(Stored data entries)
————————

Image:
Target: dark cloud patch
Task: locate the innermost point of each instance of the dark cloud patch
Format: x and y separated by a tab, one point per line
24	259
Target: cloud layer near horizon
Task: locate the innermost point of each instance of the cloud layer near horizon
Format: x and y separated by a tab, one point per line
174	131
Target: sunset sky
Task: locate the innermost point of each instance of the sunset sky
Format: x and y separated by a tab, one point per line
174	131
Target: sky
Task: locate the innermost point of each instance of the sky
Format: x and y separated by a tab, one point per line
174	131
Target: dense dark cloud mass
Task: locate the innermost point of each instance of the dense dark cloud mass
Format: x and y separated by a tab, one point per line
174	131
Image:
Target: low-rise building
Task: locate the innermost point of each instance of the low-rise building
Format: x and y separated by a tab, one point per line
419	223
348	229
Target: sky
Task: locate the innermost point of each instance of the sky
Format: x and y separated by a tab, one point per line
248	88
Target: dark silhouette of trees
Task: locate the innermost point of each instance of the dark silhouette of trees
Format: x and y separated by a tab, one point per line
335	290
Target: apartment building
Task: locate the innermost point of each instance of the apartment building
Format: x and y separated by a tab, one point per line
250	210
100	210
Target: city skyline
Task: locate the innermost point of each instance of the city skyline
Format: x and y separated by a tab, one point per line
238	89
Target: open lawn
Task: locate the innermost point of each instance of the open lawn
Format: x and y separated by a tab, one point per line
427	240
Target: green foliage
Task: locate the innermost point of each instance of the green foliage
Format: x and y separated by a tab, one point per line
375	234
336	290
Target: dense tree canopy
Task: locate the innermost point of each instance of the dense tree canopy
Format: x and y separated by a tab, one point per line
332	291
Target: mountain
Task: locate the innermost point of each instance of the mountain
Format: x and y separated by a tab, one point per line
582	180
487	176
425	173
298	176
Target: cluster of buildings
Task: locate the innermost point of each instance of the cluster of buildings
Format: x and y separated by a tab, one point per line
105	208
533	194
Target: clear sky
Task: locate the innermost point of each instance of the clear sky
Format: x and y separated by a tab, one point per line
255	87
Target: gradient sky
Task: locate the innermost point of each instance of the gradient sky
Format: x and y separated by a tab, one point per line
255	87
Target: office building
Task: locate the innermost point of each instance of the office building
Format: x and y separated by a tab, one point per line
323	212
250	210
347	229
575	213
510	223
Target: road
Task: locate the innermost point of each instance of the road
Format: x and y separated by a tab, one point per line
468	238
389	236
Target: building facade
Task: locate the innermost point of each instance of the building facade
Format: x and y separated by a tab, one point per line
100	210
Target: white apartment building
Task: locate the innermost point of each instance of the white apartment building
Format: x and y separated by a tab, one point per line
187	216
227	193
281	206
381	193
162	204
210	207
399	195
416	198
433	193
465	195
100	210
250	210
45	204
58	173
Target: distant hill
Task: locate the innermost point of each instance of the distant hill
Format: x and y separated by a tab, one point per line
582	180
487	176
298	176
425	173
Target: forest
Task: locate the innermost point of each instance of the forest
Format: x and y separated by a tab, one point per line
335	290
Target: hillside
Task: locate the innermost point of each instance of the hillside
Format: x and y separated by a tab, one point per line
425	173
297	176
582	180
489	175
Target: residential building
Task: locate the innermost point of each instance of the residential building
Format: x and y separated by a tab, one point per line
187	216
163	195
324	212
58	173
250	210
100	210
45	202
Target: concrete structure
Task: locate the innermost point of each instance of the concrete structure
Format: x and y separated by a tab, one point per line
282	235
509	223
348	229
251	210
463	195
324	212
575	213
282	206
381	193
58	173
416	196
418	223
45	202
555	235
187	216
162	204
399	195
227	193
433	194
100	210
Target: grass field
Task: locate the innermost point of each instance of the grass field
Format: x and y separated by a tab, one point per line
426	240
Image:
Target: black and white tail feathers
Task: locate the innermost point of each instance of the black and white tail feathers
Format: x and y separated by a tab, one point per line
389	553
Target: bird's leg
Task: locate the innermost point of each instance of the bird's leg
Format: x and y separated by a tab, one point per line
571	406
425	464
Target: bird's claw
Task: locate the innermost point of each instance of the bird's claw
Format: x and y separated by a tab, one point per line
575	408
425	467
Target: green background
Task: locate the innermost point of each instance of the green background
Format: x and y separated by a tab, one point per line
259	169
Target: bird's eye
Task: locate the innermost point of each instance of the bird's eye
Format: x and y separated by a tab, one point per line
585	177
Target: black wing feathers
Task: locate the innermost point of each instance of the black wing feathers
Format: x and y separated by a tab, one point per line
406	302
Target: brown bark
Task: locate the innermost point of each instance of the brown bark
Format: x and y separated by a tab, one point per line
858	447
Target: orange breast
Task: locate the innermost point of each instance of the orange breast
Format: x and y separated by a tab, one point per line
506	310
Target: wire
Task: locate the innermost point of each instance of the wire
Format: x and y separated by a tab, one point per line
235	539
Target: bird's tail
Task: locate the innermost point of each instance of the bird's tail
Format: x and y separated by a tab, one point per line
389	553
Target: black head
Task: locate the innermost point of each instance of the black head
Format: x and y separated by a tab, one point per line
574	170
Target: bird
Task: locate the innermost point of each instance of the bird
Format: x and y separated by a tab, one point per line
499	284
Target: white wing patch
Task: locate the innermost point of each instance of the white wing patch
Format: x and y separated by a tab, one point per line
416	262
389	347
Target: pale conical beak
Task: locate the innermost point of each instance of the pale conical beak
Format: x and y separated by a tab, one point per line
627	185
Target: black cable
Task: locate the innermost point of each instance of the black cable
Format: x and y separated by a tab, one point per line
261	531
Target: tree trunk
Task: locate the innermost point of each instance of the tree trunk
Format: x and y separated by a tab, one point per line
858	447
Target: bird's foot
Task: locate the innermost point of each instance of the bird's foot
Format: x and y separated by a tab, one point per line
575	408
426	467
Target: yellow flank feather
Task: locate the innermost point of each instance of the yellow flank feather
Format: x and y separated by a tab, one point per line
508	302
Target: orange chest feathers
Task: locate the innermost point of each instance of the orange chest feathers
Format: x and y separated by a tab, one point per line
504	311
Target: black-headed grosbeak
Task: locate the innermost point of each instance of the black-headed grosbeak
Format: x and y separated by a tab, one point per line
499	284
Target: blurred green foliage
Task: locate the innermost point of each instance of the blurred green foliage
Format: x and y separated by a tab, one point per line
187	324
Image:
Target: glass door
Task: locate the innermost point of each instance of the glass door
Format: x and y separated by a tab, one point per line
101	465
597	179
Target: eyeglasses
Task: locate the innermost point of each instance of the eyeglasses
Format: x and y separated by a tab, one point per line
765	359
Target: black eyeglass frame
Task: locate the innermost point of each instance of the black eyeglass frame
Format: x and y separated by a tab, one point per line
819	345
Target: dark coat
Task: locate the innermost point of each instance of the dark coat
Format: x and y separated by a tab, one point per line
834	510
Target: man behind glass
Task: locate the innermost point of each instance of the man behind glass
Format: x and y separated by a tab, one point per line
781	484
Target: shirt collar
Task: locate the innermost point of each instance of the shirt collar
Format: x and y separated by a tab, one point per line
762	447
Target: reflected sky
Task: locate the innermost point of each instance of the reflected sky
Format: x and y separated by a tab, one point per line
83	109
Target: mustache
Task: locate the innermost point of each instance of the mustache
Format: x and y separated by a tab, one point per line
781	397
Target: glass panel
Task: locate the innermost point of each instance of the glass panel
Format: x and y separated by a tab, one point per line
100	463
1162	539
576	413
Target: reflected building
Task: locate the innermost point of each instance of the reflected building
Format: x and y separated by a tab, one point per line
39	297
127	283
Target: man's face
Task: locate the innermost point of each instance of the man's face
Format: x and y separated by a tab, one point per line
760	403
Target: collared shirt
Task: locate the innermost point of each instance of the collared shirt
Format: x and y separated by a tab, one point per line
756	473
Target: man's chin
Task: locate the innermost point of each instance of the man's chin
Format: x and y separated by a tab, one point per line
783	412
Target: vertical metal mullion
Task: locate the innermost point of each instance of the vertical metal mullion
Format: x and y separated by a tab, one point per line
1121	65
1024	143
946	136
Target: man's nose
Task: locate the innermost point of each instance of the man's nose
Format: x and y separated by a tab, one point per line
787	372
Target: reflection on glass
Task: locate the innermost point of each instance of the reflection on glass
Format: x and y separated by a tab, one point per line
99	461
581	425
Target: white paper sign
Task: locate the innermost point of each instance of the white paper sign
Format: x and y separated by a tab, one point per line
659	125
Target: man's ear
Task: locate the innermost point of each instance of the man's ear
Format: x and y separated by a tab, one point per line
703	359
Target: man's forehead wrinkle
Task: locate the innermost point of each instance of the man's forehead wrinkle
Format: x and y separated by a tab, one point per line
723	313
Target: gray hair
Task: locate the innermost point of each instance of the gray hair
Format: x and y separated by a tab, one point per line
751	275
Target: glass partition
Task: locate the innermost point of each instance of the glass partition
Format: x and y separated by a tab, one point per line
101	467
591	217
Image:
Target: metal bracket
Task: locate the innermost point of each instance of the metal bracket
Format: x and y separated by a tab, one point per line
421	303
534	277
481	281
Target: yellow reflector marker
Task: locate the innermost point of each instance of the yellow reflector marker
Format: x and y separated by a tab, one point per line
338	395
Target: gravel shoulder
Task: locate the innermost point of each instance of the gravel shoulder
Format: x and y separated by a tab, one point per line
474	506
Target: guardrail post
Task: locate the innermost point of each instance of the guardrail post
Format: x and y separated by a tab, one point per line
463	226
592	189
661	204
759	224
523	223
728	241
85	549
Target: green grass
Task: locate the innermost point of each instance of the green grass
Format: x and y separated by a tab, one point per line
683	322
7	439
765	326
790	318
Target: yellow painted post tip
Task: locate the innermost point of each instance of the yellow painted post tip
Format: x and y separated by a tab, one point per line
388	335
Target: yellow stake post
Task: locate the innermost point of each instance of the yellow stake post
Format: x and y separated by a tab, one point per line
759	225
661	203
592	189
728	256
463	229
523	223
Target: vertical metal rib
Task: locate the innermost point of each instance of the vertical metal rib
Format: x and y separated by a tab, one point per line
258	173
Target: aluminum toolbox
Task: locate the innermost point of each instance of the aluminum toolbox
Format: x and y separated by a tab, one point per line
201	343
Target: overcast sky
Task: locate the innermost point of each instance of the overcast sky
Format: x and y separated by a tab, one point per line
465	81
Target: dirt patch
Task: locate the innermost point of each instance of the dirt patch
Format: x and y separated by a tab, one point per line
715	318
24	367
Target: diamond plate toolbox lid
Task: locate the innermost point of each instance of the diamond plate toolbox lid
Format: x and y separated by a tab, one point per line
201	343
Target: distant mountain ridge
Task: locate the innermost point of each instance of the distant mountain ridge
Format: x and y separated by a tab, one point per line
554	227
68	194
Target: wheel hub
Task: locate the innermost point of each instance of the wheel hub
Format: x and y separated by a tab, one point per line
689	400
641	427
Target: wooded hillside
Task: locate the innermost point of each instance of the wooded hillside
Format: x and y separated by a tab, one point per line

————————

Aim of the exercise: Search the records for the string "mass" and, wherever a line contains it, please copy that line.

Exercise result:
Target: dense dark cloud mass
Task: locate the innermost point of each instance of the dense dark cloud mass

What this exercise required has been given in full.